# Data shown

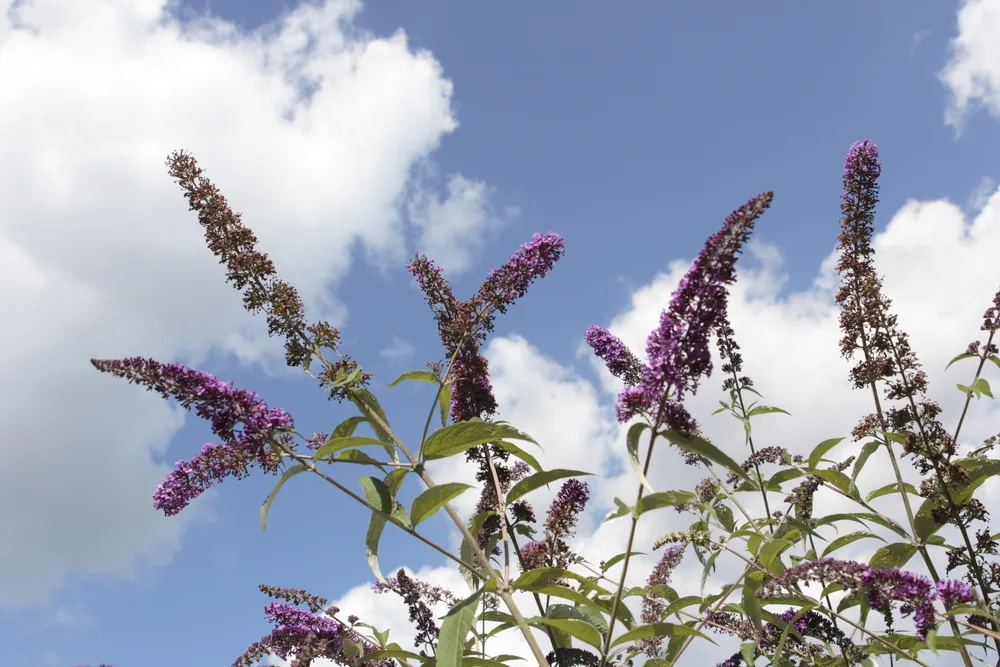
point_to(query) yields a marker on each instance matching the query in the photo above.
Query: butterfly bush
(576, 612)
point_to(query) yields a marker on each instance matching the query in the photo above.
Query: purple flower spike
(882, 587)
(616, 356)
(244, 422)
(532, 261)
(677, 352)
(954, 593)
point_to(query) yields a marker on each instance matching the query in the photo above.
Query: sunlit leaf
(457, 438)
(539, 479)
(454, 629)
(292, 471)
(416, 376)
(430, 500)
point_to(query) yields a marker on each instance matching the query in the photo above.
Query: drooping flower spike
(244, 423)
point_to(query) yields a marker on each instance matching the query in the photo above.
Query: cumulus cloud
(309, 126)
(397, 350)
(972, 75)
(453, 227)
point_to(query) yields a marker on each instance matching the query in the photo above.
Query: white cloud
(102, 259)
(397, 350)
(453, 228)
(981, 194)
(973, 72)
(791, 348)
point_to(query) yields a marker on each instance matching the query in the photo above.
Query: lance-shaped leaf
(892, 555)
(347, 427)
(663, 499)
(415, 376)
(632, 444)
(380, 494)
(702, 447)
(581, 630)
(287, 475)
(519, 453)
(820, 450)
(432, 499)
(539, 479)
(850, 538)
(457, 438)
(334, 445)
(444, 402)
(373, 412)
(651, 630)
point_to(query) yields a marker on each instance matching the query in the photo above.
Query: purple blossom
(617, 357)
(882, 587)
(532, 261)
(244, 422)
(677, 351)
(552, 550)
(954, 593)
(652, 606)
(307, 636)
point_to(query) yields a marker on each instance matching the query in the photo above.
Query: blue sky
(631, 131)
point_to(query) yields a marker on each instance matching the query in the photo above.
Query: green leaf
(821, 449)
(981, 386)
(380, 494)
(617, 558)
(346, 428)
(566, 594)
(892, 555)
(391, 653)
(751, 605)
(964, 355)
(370, 408)
(622, 510)
(519, 453)
(334, 445)
(663, 499)
(771, 550)
(431, 500)
(582, 630)
(725, 516)
(454, 629)
(659, 630)
(541, 577)
(702, 447)
(539, 479)
(889, 489)
(709, 567)
(444, 402)
(287, 475)
(417, 376)
(457, 438)
(844, 540)
(357, 456)
(632, 443)
(834, 477)
(867, 450)
(765, 410)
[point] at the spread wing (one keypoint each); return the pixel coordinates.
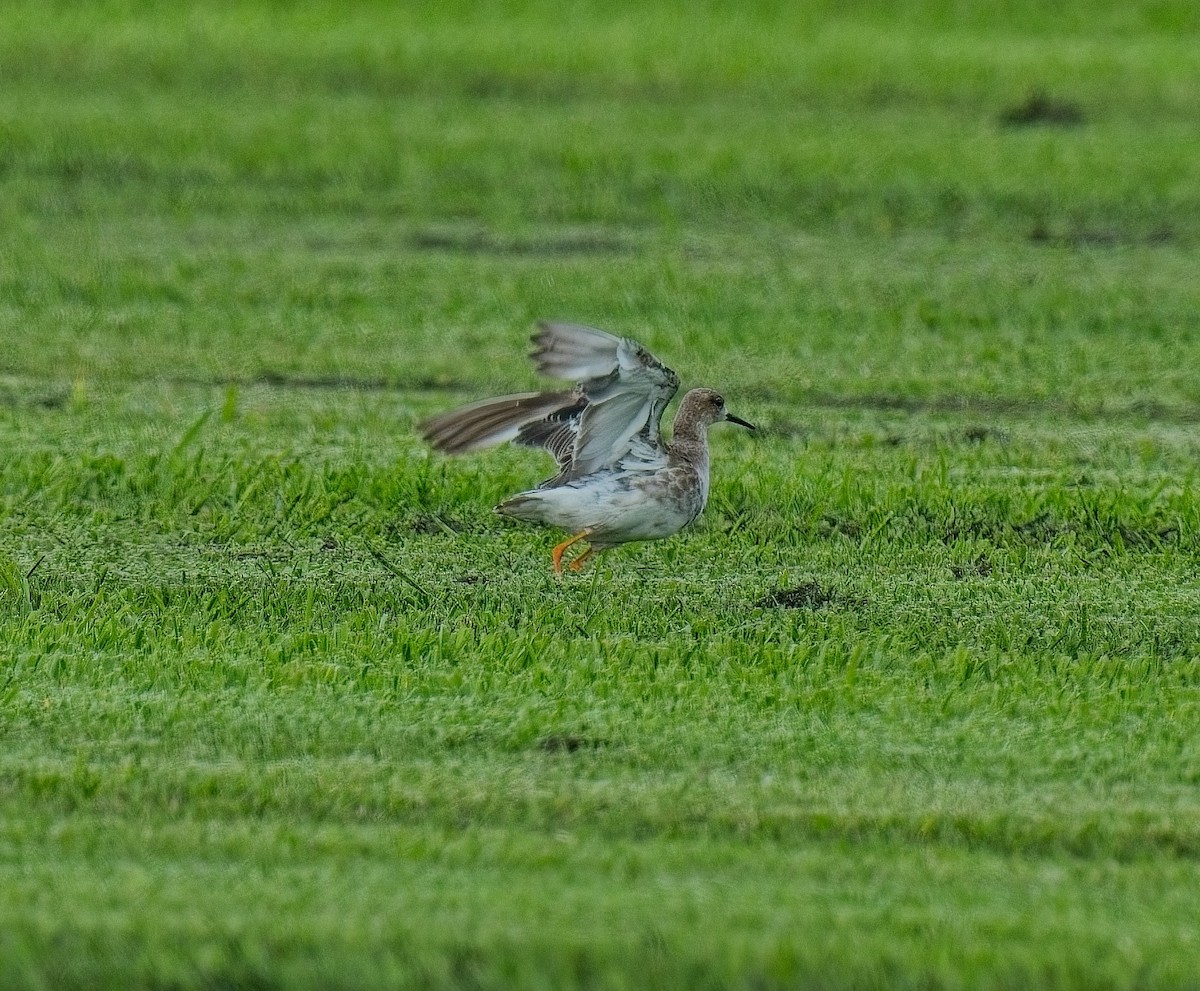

# About this exercise
From the line containing "Query: blue sky" down to the last line of the records above, repeat every line exactly and nothing else, dropping any pictures.

# Response
Query: blue sky
(631, 131)
point_to(query) yields a marker on each instance matching the query in the photo above.
Query: green leaf
(821, 449)
(981, 386)
(380, 494)
(617, 558)
(346, 428)
(566, 594)
(892, 555)
(391, 653)
(751, 605)
(964, 355)
(370, 408)
(622, 510)
(519, 453)
(334, 445)
(663, 499)
(771, 550)
(431, 500)
(582, 630)
(725, 516)
(454, 629)
(659, 630)
(541, 577)
(702, 447)
(539, 479)
(889, 489)
(709, 567)
(444, 402)
(287, 475)
(417, 376)
(457, 438)
(844, 540)
(357, 456)
(632, 443)
(834, 477)
(867, 450)
(765, 410)
[point] at the spread wing (one keypoint each); return the pixel coordinates.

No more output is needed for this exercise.